(INPUT MATERIAL Opens)

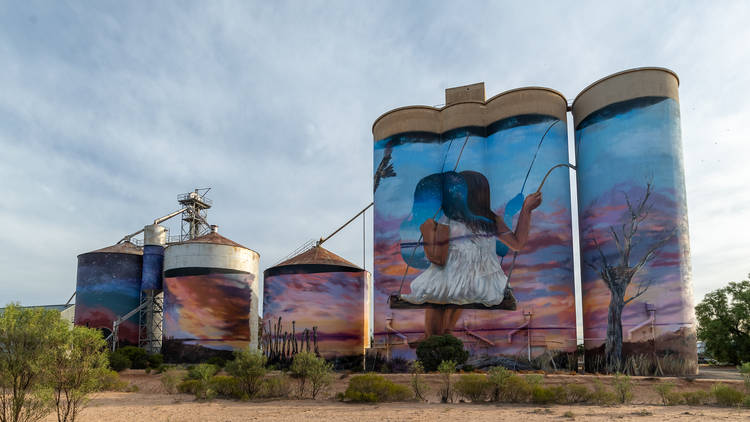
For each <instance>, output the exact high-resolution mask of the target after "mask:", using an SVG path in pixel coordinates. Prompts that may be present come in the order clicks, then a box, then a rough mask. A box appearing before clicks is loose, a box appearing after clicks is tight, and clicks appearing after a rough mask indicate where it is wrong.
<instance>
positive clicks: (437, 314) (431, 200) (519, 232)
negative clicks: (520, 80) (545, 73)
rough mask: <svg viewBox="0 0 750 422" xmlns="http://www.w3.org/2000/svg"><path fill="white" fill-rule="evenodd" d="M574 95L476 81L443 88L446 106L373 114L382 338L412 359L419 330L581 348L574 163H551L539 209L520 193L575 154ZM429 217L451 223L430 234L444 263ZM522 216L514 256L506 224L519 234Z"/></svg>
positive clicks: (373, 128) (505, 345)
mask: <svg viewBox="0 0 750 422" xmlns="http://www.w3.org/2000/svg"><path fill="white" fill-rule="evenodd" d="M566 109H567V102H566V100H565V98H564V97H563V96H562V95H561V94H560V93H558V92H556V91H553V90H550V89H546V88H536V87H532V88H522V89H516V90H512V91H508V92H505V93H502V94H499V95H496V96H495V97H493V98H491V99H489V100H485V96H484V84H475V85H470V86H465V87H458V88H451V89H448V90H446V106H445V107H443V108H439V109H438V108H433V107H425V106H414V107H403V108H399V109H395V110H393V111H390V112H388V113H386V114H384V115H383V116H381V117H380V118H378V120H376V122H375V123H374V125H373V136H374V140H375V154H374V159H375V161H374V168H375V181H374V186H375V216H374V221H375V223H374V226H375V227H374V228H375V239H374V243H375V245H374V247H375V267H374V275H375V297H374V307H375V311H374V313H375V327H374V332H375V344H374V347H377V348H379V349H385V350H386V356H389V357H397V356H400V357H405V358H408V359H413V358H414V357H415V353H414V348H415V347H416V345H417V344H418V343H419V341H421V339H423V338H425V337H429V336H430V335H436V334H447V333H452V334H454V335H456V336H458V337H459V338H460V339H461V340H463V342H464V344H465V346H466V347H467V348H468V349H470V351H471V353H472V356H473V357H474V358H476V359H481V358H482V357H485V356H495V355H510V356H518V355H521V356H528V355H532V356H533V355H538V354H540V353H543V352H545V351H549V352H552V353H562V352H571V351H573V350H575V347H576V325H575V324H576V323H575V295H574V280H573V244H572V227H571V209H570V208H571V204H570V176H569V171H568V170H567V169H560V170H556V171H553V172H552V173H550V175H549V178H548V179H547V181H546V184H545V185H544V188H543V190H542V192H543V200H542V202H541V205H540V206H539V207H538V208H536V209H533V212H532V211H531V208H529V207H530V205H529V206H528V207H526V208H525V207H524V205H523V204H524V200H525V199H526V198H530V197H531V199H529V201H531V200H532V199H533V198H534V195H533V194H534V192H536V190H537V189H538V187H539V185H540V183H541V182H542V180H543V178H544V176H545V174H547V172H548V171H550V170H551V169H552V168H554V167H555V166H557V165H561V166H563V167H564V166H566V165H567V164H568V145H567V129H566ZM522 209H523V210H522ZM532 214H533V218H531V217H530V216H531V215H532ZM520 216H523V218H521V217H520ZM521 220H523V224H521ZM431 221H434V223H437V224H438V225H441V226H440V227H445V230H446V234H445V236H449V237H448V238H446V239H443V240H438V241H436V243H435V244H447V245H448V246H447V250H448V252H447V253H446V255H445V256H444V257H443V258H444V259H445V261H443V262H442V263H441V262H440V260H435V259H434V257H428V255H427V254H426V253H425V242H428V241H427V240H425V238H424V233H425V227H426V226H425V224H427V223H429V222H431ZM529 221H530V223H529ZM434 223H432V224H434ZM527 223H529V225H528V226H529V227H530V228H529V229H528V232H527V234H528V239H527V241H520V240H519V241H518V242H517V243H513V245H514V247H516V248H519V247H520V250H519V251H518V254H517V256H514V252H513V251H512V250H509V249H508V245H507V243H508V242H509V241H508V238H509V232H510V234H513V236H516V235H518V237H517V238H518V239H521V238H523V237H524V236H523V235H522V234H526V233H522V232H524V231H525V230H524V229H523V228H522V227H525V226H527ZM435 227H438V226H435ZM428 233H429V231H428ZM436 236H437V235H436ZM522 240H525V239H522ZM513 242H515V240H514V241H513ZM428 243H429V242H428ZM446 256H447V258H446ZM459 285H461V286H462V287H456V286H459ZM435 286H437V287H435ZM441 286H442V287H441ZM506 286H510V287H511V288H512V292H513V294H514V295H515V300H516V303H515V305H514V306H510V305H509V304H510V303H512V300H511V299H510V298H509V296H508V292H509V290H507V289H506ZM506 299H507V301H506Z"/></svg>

(INPUT MATERIAL Closes)
(INPUT MATERIAL Opens)

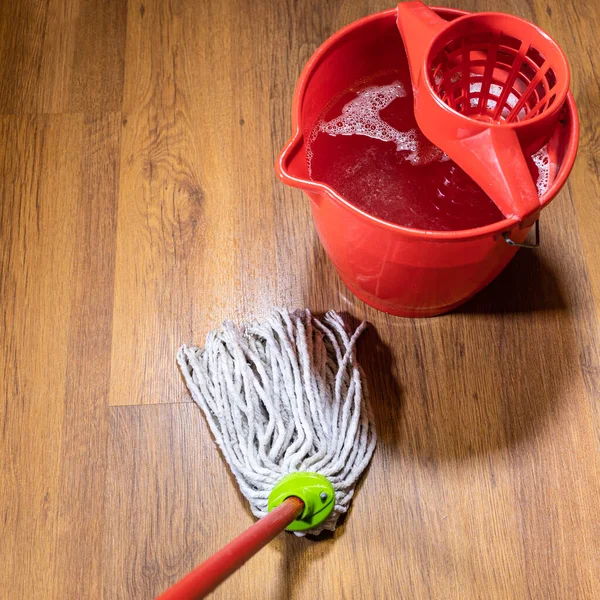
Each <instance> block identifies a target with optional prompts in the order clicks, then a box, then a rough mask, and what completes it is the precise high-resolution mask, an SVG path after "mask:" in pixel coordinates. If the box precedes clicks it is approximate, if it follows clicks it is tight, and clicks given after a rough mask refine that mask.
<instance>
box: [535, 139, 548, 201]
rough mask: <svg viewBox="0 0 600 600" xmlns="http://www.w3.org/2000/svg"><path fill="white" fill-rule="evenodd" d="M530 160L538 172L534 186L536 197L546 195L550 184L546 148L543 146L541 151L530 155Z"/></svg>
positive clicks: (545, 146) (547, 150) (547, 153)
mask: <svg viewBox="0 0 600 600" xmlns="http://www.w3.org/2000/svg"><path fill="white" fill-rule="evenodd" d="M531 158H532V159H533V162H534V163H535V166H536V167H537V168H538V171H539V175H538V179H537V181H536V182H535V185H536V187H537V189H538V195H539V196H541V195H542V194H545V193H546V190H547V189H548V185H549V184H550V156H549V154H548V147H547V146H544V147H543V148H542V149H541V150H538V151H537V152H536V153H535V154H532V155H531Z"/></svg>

(INPUT MATERIAL Closes)

== PROBLEM DESCRIPTION ==
Nothing should appear in the answer except the lines above from the line with "positive clicks: (437, 314)" through the line with "95L476 81L443 88L446", both included, written out exactly.

== SOLVED EXERCISE ==
positive clicks: (437, 314) (431, 200) (519, 232)
negative clicks: (520, 80) (545, 73)
rough mask: <svg viewBox="0 0 750 422" xmlns="http://www.w3.org/2000/svg"><path fill="white" fill-rule="evenodd" d="M574 95L476 81L443 88L446 106L373 114L382 338L412 359L419 330L581 348L574 163H551L539 209L520 193L575 154ZM429 217L451 223L430 234L444 263ZM522 216L514 256L506 224L519 234Z"/></svg>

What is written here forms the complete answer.